## Work to be completed
Extract all of the data and reproduce it precisely.

Segment Open

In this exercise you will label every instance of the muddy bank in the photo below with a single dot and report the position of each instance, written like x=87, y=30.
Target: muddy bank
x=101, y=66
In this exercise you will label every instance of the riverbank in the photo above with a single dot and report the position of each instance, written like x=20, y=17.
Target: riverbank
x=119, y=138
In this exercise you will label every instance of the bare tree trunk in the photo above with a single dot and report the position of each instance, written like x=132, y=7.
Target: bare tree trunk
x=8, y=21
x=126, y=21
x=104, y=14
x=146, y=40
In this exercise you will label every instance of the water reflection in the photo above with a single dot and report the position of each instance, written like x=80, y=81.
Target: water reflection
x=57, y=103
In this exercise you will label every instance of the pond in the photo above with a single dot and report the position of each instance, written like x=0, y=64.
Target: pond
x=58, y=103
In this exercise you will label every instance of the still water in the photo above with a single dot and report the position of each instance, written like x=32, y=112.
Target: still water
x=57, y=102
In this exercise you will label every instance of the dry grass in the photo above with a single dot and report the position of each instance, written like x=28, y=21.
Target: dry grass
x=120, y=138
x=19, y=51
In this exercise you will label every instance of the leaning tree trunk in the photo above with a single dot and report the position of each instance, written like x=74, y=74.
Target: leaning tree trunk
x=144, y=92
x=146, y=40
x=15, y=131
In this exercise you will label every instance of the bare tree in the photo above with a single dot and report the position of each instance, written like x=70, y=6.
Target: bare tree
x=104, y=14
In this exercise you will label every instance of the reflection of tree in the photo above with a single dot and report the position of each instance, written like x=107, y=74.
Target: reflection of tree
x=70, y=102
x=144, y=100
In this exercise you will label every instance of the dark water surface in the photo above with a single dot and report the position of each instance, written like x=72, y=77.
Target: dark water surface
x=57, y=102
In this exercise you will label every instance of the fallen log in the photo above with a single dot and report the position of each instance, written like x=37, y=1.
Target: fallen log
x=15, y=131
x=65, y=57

Segment Closed

## Solution for this problem
In this exercise you will label every instance of the muddy bank in the photo below with a single dot and report the position of each instance, written like x=87, y=30.
Target: muddy bank
x=101, y=66
In this exercise you will label every instance of the riverbank in the photo above with a single dot and report the position of each instance, written like x=20, y=17.
Target: riverbank
x=119, y=138
In this exercise you will label every instance of the bare tree trunk in the photo above with a single dot and report the position of each instance, written like x=132, y=7.
Target: bare tree trunk
x=8, y=21
x=126, y=21
x=104, y=14
x=146, y=40
In this exercise you will label every instance of the water reflection in the photo above with a single dot and report the position of each instance, written like x=80, y=81.
Target: water reflection
x=57, y=103
In this exercise you will label every instance of the pond in the photo above with a single dot and report the position of each instance, written like x=0, y=64.
Target: pond
x=58, y=103
In this exercise you will label every instance of the still water in the photo above with a single dot and report the position of each instance, written like x=32, y=112.
Target: still water
x=57, y=102
In this exercise you will label every instance of the dry grass in the photo above with a single dot and report the position of each instance, written like x=28, y=21.
Target: dry grass
x=120, y=138
x=19, y=51
In this exercise you will label every instance of the leaning tree trunk in the photo above with a single dot and report the position of each instance, written like x=74, y=74.
Target: leaning tree trunk
x=144, y=92
x=146, y=40
x=15, y=131
In this exercise you will label every instance of the bare tree in the photo above with a single dot and report the position of each instance, written like x=70, y=6.
Target: bare tree
x=104, y=14
In this exercise you will label every instance of the reflection of tree in the photo above with a single dot and report the position of each instance, written like x=107, y=74.
Target: reflection of tree
x=70, y=102
x=144, y=100
In this exercise you will label every instance of the dark water surface in the photo above with a single dot and report the position of each instance, written like x=72, y=77.
Target: dark water surface
x=57, y=102
In this exercise you will label every instance of the fallen log in the photo above with a single dot and report the position of each instance, written like x=37, y=1.
Target: fallen log
x=15, y=131
x=65, y=57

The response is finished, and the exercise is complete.